» Task description:
Pick out every line of the entries below that contains the string "light" and copy each one. Case counts.

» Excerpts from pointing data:
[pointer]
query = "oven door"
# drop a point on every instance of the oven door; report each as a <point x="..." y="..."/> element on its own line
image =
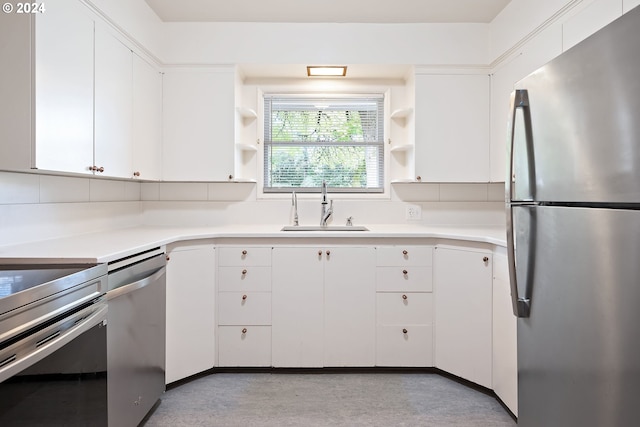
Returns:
<point x="57" y="374"/>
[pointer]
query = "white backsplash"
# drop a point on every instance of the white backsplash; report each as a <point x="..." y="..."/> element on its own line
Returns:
<point x="40" y="206"/>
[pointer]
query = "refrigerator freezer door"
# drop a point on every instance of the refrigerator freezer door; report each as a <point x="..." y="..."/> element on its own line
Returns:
<point x="585" y="118"/>
<point x="579" y="351"/>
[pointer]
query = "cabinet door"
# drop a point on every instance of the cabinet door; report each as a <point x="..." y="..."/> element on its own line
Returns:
<point x="147" y="120"/>
<point x="198" y="121"/>
<point x="190" y="311"/>
<point x="297" y="308"/>
<point x="349" y="306"/>
<point x="463" y="297"/>
<point x="452" y="128"/>
<point x="113" y="106"/>
<point x="505" y="351"/>
<point x="64" y="88"/>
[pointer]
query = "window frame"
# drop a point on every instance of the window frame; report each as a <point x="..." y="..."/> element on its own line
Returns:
<point x="379" y="193"/>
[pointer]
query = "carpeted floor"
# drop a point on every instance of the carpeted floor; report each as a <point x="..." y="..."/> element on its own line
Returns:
<point x="327" y="399"/>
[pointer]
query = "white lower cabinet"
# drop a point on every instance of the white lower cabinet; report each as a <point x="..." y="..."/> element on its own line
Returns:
<point x="244" y="306"/>
<point x="505" y="351"/>
<point x="190" y="310"/>
<point x="404" y="318"/>
<point x="297" y="307"/>
<point x="349" y="306"/>
<point x="244" y="345"/>
<point x="463" y="312"/>
<point x="323" y="306"/>
<point x="404" y="333"/>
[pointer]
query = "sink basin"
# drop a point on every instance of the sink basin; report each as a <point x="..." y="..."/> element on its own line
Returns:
<point x="327" y="228"/>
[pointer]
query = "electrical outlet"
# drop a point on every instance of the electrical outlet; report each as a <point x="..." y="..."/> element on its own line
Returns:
<point x="414" y="212"/>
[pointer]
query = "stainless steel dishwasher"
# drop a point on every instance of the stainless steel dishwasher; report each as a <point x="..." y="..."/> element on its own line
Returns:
<point x="136" y="296"/>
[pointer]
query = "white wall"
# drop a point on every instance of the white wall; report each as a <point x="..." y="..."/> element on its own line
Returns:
<point x="229" y="43"/>
<point x="39" y="207"/>
<point x="134" y="18"/>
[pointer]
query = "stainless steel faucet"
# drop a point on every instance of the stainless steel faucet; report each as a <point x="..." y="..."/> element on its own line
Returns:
<point x="325" y="213"/>
<point x="294" y="203"/>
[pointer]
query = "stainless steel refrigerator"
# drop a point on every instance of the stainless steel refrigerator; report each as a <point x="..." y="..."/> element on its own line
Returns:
<point x="573" y="219"/>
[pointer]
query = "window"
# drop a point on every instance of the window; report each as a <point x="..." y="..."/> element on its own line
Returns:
<point x="308" y="140"/>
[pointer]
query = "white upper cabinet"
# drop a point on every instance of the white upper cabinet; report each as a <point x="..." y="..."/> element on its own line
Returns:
<point x="452" y="128"/>
<point x="147" y="120"/>
<point x="49" y="82"/>
<point x="537" y="52"/>
<point x="198" y="123"/>
<point x="588" y="19"/>
<point x="629" y="4"/>
<point x="64" y="88"/>
<point x="113" y="106"/>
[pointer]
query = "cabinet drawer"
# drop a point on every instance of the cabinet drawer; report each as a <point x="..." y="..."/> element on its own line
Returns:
<point x="242" y="255"/>
<point x="395" y="347"/>
<point x="244" y="345"/>
<point x="247" y="278"/>
<point x="407" y="308"/>
<point x="244" y="308"/>
<point x="404" y="255"/>
<point x="408" y="278"/>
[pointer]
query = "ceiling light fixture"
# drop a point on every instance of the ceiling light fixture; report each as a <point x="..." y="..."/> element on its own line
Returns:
<point x="326" y="70"/>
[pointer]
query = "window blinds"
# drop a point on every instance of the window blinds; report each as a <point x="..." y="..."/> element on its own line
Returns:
<point x="309" y="140"/>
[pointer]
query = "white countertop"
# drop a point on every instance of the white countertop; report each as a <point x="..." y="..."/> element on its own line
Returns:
<point x="114" y="244"/>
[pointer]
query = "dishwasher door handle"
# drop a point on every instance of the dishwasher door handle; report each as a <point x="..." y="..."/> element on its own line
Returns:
<point x="138" y="284"/>
<point x="86" y="319"/>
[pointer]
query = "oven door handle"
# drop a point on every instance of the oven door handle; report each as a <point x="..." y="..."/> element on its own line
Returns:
<point x="49" y="346"/>
<point x="138" y="284"/>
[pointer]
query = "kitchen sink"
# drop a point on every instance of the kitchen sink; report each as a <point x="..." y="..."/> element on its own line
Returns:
<point x="326" y="228"/>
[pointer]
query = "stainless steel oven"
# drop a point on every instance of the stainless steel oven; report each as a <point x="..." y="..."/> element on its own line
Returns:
<point x="53" y="337"/>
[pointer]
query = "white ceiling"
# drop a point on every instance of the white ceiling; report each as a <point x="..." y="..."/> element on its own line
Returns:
<point x="343" y="11"/>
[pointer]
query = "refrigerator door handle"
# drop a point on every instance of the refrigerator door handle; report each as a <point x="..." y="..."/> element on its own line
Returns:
<point x="519" y="99"/>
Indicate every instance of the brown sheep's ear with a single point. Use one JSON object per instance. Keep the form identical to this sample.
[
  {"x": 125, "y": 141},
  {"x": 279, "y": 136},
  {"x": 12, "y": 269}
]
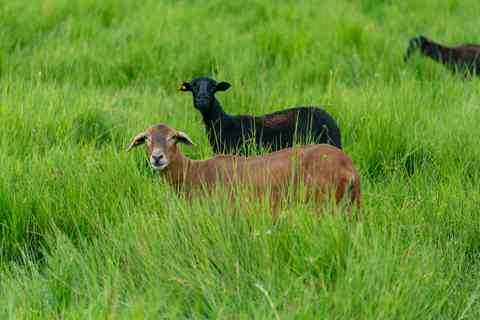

» Finished task:
query = "ceiling light fixture"
# drop a point on every instance of the ceiling light fixture; report each as a <point x="..." y="..."/> element on its own line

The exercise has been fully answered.